PROBLEM: Once you have read the entries below, give them all again without any difference.

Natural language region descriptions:
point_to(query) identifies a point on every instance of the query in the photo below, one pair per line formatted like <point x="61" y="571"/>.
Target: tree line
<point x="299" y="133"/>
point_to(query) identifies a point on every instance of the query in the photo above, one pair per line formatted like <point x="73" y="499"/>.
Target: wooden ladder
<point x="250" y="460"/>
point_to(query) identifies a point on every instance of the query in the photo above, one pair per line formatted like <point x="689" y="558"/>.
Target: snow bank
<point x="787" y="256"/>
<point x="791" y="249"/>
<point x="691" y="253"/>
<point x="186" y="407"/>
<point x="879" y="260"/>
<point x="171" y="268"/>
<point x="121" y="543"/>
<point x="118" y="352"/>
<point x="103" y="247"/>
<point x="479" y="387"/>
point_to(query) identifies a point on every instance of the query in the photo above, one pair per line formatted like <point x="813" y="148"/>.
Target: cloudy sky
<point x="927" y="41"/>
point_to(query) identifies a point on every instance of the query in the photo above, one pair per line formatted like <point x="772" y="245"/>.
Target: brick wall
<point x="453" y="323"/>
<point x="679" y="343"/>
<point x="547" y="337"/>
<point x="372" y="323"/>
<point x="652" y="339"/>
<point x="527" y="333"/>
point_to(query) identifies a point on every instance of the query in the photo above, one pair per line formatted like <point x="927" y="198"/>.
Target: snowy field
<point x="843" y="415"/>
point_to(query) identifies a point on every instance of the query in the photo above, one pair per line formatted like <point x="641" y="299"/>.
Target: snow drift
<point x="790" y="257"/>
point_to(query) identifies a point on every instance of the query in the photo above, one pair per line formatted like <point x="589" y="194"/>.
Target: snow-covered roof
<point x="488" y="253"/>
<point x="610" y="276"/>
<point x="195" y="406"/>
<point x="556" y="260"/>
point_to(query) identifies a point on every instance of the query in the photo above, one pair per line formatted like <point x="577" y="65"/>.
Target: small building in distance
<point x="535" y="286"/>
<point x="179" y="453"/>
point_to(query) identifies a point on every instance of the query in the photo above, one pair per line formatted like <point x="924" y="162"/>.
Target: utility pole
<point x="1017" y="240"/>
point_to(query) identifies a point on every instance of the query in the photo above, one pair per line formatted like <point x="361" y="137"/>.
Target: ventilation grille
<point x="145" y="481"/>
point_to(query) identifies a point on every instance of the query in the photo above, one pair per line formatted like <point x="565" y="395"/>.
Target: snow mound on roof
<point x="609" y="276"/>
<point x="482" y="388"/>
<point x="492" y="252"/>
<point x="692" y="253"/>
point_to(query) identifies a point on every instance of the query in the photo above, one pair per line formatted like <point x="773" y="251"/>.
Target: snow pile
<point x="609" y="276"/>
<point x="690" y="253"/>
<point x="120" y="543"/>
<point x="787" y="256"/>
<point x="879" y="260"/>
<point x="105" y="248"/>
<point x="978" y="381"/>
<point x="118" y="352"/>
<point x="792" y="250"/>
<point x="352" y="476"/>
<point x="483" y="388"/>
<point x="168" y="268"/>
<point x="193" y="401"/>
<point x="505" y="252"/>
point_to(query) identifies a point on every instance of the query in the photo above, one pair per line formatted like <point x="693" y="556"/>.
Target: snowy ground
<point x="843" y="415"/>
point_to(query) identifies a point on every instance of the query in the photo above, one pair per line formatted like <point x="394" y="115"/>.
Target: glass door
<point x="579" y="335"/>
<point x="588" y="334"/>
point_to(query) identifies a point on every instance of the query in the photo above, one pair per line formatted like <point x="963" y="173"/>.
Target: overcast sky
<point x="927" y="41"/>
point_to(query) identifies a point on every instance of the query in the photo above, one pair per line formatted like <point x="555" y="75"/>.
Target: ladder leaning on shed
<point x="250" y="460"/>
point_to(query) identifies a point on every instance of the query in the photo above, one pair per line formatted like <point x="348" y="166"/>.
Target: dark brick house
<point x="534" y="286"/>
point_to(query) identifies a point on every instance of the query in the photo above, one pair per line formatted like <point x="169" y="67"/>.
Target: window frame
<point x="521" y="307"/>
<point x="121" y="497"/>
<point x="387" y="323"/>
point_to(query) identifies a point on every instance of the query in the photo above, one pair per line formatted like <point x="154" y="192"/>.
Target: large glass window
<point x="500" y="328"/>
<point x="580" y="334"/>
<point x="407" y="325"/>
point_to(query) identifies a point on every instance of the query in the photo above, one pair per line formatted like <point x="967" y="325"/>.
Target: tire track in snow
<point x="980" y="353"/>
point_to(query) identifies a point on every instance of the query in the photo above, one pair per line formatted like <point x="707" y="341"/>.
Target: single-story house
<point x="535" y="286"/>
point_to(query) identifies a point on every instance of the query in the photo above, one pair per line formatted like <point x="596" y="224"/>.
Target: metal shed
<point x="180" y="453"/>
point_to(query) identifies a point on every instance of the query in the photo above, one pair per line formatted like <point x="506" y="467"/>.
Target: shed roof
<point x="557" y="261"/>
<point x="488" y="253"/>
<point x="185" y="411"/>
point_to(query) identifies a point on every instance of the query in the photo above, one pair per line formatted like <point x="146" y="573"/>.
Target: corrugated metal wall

RESULT OF THIS TASK:
point_to(query) identifies a point on every instance of the query in the photo below, one pair per line formatted like <point x="61" y="571"/>.
Target: tree line
<point x="299" y="133"/>
point_to(query) identifies a point on every instance of the query in the photo above, one pair per line formatted like <point x="73" y="499"/>.
Target: wooden ladder
<point x="250" y="460"/>
point_to(query) identifies a point on every instance of the query in the photo above, one pair per line formatted like <point x="689" y="558"/>.
Target: snow bank
<point x="787" y="256"/>
<point x="791" y="249"/>
<point x="691" y="253"/>
<point x="186" y="407"/>
<point x="879" y="260"/>
<point x="171" y="268"/>
<point x="121" y="543"/>
<point x="118" y="352"/>
<point x="103" y="247"/>
<point x="479" y="387"/>
point_to(query) identifies a point on every instance of the query in the photo above, one pair per line formatted like <point x="813" y="148"/>.
Target: cloudy sky
<point x="927" y="41"/>
point_to(query) identifies a point on every instance of the query in the photo above, one pair per line formatted like <point x="772" y="245"/>.
Target: brick wall
<point x="453" y="323"/>
<point x="679" y="343"/>
<point x="547" y="337"/>
<point x="372" y="323"/>
<point x="652" y="339"/>
<point x="527" y="333"/>
point_to(query) identifies a point on every instance of the query in the photo above, one pair per line formatted like <point x="927" y="198"/>.
Target: snowy field
<point x="843" y="415"/>
point_to(query) identifies a point on every instance of the query in the photo above, one pair per line formatted like <point x="641" y="299"/>.
Target: snow drift
<point x="790" y="257"/>
point_to(query) identifies a point on every instance of the query in the photo above, one pair per line formatted like <point x="589" y="194"/>.
Target: snow-covered roof
<point x="488" y="253"/>
<point x="610" y="276"/>
<point x="195" y="406"/>
<point x="556" y="260"/>
point_to(query) identifies a point on every instance of the query in the photo above, one pair per line formatted like <point x="577" y="65"/>.
Target: small building in distance
<point x="535" y="286"/>
<point x="179" y="453"/>
point_to(query) identifies a point on every instance of the query in the photo above, one pair per line formatted like <point x="924" y="162"/>.
Target: utility pole
<point x="1017" y="240"/>
point_to(query) identifies a point on every instance of the query in the photo above, one pair per line formatted like <point x="361" y="137"/>.
Target: ventilation grille
<point x="145" y="481"/>
point_to(query) identifies a point on every instance of the query in the photo above, one pair per line formatted like <point x="565" y="395"/>.
Target: snow mound on roof
<point x="609" y="276"/>
<point x="482" y="388"/>
<point x="492" y="252"/>
<point x="692" y="253"/>
point_to(query) identifies a point on every instance of the query in the photo above, one pair per line formatted like <point x="773" y="251"/>.
Target: snow pile
<point x="609" y="276"/>
<point x="690" y="253"/>
<point x="120" y="543"/>
<point x="787" y="256"/>
<point x="879" y="260"/>
<point x="105" y="248"/>
<point x="978" y="381"/>
<point x="118" y="352"/>
<point x="792" y="250"/>
<point x="352" y="476"/>
<point x="483" y="388"/>
<point x="168" y="268"/>
<point x="193" y="401"/>
<point x="505" y="252"/>
point_to(query) identifies a point on every instance of the query in the photo above, one pair per line formatted like <point x="693" y="556"/>.
Target: snowy ground
<point x="843" y="415"/>
point_to(query) identifies a point on every instance of the query in the photo above, one pair per line formatted like <point x="394" y="115"/>.
Target: glass door
<point x="579" y="335"/>
<point x="588" y="334"/>
point_to(query) identifies a point on every instance of the query in the photo above, one pair per line formatted like <point x="963" y="173"/>.
Target: overcast sky
<point x="927" y="41"/>
point_to(query) identifies a point on every instance of the query in the photo above, one pair per line formatted like <point x="555" y="75"/>.
Target: ladder leaning on shed
<point x="250" y="460"/>
point_to(query) identifies a point on every instance of the query in the photo above, one pair per line formatted like <point x="348" y="166"/>.
Target: dark brick house
<point x="534" y="286"/>
point_to(query) identifies a point on every instance of the query in the photo above, one pair per line formatted like <point x="169" y="67"/>.
Target: window frame
<point x="521" y="307"/>
<point x="121" y="497"/>
<point x="387" y="323"/>
point_to(query) identifies a point on every instance of the query in the photo above, one pair per line formatted like <point x="154" y="192"/>.
Target: large glass window
<point x="500" y="328"/>
<point x="580" y="334"/>
<point x="407" y="325"/>
point_to(query) identifies a point on every instance of the query in the photo above, one pair per line formatted like <point x="967" y="325"/>.
Target: tire track in snow
<point x="980" y="353"/>
point_to(query) identifies a point on every instance of the query in the photo above, one pair per line formatted like <point x="707" y="341"/>.
Target: single-story house
<point x="535" y="286"/>
point_to(query) identifies a point on every instance of the query in the photo above, one pair per line formatted like <point x="596" y="224"/>.
Target: metal shed
<point x="180" y="453"/>
point_to(query) identifies a point on every instance of the query in the photo above, one pair per line formatted like <point x="506" y="467"/>.
Target: shed roof
<point x="557" y="261"/>
<point x="488" y="253"/>
<point x="185" y="411"/>
point_to(query) identifies a point on every instance of the query in the photo above, one pair per line formatted like <point x="146" y="573"/>.
Target: corrugated metal wall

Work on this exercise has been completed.